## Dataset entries
⟨
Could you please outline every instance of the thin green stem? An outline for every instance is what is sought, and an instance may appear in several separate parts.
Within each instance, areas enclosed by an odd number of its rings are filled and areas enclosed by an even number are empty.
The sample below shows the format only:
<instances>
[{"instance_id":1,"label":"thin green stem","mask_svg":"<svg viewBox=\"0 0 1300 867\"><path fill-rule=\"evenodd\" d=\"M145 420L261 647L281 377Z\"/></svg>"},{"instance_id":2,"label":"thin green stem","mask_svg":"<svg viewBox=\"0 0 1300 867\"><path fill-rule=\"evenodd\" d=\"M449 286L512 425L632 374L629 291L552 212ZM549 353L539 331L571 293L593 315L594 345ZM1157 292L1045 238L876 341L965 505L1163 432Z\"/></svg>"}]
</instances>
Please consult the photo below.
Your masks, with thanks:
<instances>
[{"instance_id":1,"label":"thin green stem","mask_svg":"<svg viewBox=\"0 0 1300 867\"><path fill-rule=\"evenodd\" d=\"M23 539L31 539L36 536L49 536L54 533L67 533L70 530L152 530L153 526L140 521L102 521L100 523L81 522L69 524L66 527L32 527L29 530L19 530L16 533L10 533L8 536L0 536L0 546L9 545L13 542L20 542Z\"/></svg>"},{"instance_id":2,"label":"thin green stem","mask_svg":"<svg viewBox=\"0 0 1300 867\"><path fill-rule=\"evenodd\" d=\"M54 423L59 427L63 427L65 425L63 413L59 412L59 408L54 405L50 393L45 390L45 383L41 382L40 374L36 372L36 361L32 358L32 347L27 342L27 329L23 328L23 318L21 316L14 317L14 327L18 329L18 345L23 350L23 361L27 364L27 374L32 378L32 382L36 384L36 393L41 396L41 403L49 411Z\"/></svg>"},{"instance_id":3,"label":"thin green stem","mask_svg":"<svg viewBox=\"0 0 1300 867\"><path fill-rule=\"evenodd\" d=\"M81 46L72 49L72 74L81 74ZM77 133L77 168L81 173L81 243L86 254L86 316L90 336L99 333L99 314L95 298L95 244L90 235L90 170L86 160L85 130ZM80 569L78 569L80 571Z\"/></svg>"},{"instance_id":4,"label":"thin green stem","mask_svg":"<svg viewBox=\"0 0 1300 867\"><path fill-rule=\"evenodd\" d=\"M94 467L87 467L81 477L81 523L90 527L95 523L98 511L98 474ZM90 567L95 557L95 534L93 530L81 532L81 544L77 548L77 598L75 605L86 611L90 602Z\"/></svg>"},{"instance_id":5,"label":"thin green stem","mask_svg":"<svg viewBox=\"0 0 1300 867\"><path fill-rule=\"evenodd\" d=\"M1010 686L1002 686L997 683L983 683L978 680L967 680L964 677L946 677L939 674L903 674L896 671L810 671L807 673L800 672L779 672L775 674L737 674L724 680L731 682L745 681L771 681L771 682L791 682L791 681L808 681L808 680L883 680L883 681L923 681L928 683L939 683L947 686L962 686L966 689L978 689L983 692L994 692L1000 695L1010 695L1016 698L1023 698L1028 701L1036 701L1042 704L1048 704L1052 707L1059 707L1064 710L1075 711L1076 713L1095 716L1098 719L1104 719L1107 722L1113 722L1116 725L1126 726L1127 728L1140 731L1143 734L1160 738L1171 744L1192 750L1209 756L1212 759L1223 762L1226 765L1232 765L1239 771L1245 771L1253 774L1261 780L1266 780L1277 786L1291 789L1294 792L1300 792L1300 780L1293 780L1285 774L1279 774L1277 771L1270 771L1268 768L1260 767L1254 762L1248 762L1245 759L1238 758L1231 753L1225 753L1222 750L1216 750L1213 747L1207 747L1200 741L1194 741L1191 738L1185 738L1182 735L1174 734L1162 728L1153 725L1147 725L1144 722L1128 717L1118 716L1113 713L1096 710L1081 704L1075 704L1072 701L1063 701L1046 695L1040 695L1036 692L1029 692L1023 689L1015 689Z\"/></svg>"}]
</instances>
⟩
## What you need to do
Would you transcribe the data above exactly as it stands?

## Answer for the task
Could you please outline every instance of the thin green stem? An outline for every instance is what is sought, and an instance may appear in several separate parts.
Within each instance, areas enclosed by an odd number of its rings are filled and areas enclosed by an even number are empty.
The sample below shows the format only:
<instances>
[{"instance_id":1,"label":"thin green stem","mask_svg":"<svg viewBox=\"0 0 1300 867\"><path fill-rule=\"evenodd\" d=\"M145 420L261 647L281 377Z\"/></svg>"},{"instance_id":2,"label":"thin green stem","mask_svg":"<svg viewBox=\"0 0 1300 867\"><path fill-rule=\"evenodd\" d=\"M449 286L512 425L632 374L629 291L552 212ZM549 353L539 331L571 293L593 315L594 345ZM1157 292L1045 238L876 341L965 505L1163 432Z\"/></svg>"}]
</instances>
Please consult the photo below.
Your masks, with thanks:
<instances>
[{"instance_id":1,"label":"thin green stem","mask_svg":"<svg viewBox=\"0 0 1300 867\"><path fill-rule=\"evenodd\" d=\"M23 539L31 539L36 536L49 536L54 533L67 533L70 530L152 530L153 526L140 521L102 521L100 523L81 522L69 524L66 527L32 527L29 530L19 530L16 533L10 533L8 536L0 536L0 546L9 545L13 542L20 542Z\"/></svg>"},{"instance_id":2,"label":"thin green stem","mask_svg":"<svg viewBox=\"0 0 1300 867\"><path fill-rule=\"evenodd\" d=\"M54 423L59 427L63 427L65 425L63 413L59 412L59 408L54 405L50 393L45 390L45 383L41 382L40 374L36 372L36 361L32 358L32 347L27 342L27 329L23 328L23 318L21 316L14 317L14 327L18 329L18 345L23 350L23 361L27 364L27 374L32 378L32 382L36 384L36 393L41 396L41 403L49 411Z\"/></svg>"},{"instance_id":3,"label":"thin green stem","mask_svg":"<svg viewBox=\"0 0 1300 867\"><path fill-rule=\"evenodd\" d=\"M81 46L72 49L72 74L81 74ZM77 133L77 168L81 173L81 243L86 254L86 316L90 336L99 333L99 314L95 298L95 244L90 235L90 170L86 160L85 130ZM80 569L78 569L80 571Z\"/></svg>"},{"instance_id":4,"label":"thin green stem","mask_svg":"<svg viewBox=\"0 0 1300 867\"><path fill-rule=\"evenodd\" d=\"M94 467L87 467L81 477L81 523L90 527L95 523L98 511L98 474ZM90 567L95 557L95 534L93 530L81 532L81 544L77 548L77 598L75 605L86 611L90 602Z\"/></svg>"},{"instance_id":5,"label":"thin green stem","mask_svg":"<svg viewBox=\"0 0 1300 867\"><path fill-rule=\"evenodd\" d=\"M1010 686L1002 686L997 683L983 683L978 680L967 680L964 677L946 677L939 674L903 674L896 671L810 671L807 673L800 672L779 672L775 674L737 674L724 680L731 682L745 681L771 681L771 682L791 682L791 681L808 681L808 680L883 680L883 681L923 681L928 683L939 683L947 686L962 686L966 689L978 689L983 692L994 692L1000 695L1010 695L1016 698L1023 698L1028 701L1036 701L1042 704L1048 704L1052 707L1059 707L1064 710L1075 711L1076 713L1095 716L1098 719L1104 719L1107 722L1113 722L1116 725L1126 726L1127 728L1140 731L1143 734L1160 738L1171 744L1192 750L1209 756L1212 759L1223 762L1226 765L1232 765L1239 771L1245 771L1253 774L1261 780L1266 780L1277 786L1291 789L1294 792L1300 792L1300 780L1293 780L1285 774L1279 774L1277 771L1270 771L1268 768L1260 767L1254 762L1248 762L1245 759L1238 758L1231 753L1225 753L1222 750L1216 750L1213 747L1207 747L1200 741L1194 741L1191 738L1185 738L1182 735L1174 734L1162 728L1153 725L1147 725L1144 722L1128 717L1118 716L1113 713L1096 710L1081 704L1075 704L1072 701L1063 701L1046 695L1040 695L1036 692L1029 692L1023 689L1015 689Z\"/></svg>"}]
</instances>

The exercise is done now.